Write out the stretch of lines below that begins at the line with "column 867, row 596" and ends at the line with "column 716, row 43", including both, exactly as given and nothing more.

(Natural language region descriptions)
===============

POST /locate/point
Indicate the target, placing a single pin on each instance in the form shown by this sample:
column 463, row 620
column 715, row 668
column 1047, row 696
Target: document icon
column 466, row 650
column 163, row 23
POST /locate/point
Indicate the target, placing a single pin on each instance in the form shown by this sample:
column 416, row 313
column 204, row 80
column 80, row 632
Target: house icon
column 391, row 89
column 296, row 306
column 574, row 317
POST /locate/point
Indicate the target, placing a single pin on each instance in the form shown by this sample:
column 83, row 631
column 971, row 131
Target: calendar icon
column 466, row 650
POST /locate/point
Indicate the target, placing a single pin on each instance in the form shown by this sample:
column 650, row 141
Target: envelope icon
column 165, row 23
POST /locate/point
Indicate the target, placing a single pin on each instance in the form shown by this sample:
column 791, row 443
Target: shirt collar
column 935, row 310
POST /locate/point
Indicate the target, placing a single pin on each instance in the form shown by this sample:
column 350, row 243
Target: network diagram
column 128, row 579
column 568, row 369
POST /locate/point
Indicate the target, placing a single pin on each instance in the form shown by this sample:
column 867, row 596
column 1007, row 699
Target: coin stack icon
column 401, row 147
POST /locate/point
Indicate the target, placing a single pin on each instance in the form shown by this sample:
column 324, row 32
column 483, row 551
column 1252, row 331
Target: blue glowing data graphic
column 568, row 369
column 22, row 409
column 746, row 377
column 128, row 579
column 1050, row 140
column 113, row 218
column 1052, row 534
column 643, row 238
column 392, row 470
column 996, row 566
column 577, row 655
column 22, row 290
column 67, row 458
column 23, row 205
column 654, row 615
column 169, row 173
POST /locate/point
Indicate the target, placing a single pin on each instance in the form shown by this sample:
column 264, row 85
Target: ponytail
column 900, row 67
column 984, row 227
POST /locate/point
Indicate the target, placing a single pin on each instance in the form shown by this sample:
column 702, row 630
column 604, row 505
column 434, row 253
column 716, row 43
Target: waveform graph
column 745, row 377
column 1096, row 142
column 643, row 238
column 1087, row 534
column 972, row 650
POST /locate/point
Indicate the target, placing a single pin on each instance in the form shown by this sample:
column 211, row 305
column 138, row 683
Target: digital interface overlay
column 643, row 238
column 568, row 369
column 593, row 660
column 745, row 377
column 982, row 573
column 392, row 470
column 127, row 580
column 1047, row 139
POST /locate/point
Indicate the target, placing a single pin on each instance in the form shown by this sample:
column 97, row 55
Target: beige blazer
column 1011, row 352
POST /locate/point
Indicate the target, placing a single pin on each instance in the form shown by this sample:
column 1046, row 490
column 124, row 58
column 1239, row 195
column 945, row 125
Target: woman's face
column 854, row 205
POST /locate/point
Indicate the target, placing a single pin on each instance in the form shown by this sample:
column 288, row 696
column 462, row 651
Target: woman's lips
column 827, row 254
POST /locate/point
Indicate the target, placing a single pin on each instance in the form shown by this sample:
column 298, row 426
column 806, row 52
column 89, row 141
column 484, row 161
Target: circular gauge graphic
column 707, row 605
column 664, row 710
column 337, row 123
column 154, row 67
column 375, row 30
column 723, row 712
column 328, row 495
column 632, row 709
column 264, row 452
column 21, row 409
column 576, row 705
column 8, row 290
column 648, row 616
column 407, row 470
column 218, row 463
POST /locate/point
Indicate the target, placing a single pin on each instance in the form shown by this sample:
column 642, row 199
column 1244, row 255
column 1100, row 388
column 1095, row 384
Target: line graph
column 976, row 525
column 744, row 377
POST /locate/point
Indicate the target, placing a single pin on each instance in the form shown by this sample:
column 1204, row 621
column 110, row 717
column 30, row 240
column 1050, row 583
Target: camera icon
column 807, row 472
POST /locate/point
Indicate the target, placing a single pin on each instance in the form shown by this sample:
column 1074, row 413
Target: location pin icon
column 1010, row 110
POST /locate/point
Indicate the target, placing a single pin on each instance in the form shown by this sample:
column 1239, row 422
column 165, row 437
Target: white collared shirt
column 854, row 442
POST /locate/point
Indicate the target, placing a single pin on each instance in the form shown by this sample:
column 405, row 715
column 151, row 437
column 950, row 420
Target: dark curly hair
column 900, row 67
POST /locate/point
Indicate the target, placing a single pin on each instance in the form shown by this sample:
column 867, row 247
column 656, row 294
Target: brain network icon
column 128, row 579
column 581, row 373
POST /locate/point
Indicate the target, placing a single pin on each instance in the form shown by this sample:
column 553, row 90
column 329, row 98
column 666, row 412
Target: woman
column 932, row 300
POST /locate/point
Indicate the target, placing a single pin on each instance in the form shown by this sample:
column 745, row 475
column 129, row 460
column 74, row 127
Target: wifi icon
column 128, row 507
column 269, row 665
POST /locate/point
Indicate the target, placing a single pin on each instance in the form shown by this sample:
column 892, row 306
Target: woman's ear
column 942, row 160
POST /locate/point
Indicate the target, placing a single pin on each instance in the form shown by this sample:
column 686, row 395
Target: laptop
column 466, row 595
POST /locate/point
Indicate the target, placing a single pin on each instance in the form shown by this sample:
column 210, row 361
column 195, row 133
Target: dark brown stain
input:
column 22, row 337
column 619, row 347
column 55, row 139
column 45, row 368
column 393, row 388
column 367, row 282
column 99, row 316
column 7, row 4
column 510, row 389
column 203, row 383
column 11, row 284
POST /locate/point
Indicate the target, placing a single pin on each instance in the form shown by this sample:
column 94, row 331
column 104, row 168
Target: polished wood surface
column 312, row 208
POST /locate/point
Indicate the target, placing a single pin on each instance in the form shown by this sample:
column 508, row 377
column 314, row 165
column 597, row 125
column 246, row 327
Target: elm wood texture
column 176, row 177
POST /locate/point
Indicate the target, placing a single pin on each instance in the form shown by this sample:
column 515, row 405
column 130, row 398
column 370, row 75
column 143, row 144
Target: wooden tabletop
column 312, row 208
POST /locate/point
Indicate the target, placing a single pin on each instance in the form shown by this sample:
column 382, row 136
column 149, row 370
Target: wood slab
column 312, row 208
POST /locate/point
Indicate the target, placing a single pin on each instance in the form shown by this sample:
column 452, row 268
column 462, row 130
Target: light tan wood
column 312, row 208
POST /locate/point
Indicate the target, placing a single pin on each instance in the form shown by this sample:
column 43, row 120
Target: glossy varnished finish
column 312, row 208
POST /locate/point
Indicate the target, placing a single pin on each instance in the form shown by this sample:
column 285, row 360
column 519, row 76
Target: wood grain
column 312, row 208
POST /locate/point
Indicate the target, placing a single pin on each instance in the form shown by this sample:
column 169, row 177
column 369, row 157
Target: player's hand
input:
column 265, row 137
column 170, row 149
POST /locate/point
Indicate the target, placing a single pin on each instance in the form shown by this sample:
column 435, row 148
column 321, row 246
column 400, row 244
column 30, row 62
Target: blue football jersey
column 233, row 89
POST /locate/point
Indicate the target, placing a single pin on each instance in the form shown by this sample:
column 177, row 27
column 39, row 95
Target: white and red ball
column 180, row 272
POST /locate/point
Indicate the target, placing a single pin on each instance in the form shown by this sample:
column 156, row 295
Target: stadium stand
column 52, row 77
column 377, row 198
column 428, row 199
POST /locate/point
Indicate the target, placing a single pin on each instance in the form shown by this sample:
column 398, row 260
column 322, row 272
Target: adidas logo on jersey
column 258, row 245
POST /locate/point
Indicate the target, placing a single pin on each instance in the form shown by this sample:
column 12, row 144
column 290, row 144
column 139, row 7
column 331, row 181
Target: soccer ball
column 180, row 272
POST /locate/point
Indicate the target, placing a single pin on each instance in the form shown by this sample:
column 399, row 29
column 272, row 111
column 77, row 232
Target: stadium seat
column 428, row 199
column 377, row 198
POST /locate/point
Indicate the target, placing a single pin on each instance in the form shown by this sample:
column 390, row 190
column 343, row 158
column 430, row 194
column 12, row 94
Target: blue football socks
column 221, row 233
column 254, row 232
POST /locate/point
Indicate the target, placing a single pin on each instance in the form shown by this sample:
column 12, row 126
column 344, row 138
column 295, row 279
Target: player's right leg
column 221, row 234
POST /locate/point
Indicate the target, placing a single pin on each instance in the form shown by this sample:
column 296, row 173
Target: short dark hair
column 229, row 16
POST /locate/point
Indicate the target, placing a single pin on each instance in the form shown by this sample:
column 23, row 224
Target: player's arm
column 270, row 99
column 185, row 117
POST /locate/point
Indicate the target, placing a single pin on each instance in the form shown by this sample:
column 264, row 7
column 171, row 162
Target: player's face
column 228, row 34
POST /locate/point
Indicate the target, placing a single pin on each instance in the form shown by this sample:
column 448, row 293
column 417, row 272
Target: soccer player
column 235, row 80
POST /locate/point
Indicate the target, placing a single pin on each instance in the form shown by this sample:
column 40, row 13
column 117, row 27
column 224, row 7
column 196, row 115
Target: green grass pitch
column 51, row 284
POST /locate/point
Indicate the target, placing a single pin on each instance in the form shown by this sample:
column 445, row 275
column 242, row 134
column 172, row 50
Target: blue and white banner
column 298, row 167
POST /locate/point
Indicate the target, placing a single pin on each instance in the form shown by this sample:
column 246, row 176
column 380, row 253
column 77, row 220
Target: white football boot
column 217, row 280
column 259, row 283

===============

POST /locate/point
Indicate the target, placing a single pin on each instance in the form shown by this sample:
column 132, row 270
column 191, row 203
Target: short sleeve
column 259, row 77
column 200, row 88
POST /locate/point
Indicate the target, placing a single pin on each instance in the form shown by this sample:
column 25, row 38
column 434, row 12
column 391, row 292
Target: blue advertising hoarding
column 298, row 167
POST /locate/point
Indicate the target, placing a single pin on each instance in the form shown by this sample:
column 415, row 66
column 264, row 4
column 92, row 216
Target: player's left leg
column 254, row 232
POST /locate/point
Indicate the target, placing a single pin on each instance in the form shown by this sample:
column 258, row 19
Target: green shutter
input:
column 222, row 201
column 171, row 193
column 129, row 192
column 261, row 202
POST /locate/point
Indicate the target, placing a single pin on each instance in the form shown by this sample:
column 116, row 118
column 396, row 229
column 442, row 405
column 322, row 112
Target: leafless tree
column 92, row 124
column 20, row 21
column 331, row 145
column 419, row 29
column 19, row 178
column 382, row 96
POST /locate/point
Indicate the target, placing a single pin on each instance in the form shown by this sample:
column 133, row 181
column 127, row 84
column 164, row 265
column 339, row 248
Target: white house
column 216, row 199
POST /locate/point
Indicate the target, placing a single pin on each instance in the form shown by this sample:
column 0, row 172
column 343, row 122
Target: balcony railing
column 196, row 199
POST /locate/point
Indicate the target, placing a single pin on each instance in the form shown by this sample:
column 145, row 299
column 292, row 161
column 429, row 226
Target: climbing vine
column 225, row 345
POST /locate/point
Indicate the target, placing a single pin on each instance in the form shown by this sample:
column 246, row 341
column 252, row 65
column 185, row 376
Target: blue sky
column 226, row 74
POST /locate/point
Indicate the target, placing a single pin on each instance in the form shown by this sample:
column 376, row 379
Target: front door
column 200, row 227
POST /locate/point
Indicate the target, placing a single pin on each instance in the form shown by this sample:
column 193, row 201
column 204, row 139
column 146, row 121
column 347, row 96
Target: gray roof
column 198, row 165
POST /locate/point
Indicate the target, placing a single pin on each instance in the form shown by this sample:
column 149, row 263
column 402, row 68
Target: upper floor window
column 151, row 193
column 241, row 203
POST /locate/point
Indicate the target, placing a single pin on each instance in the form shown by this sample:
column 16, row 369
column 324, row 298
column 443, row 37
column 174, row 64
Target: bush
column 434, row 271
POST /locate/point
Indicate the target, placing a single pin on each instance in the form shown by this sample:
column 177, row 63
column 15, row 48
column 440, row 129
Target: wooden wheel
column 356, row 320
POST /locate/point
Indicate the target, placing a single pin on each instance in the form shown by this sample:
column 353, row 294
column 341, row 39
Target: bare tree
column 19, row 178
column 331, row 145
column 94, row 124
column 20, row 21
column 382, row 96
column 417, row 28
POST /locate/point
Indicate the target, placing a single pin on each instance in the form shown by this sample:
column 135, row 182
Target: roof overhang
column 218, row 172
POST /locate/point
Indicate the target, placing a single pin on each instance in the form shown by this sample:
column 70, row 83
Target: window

===============

Answer to this task:
column 867, row 596
column 1007, row 699
Target: coin stack icon
column 401, row 147
POST /locate/point
Indicate the target, placing a single pin on each instance in the form shown by this sample:
column 324, row 32
column 483, row 551
column 1252, row 331
Target: blue glowing data graphic
column 568, row 369
column 22, row 409
column 746, row 377
column 128, row 579
column 1050, row 140
column 113, row 218
column 1052, row 534
column 643, row 238
column 392, row 470
column 996, row 566
column 577, row 655
column 22, row 290
column 67, row 458
column 23, row 205
column 654, row 615
column 169, row 173
POST /locate/point
Indicate the target, placing a single pin on each instance in the form shown by this sample:
column 264, row 85
Target: ponytail
column 900, row 67
column 984, row 227
POST /locate/point
Indicate the target, placing a single pin on each instance in the form shown by this sample:
column 702, row 630
column 604, row 505
column 434, row 253
column 716, row 43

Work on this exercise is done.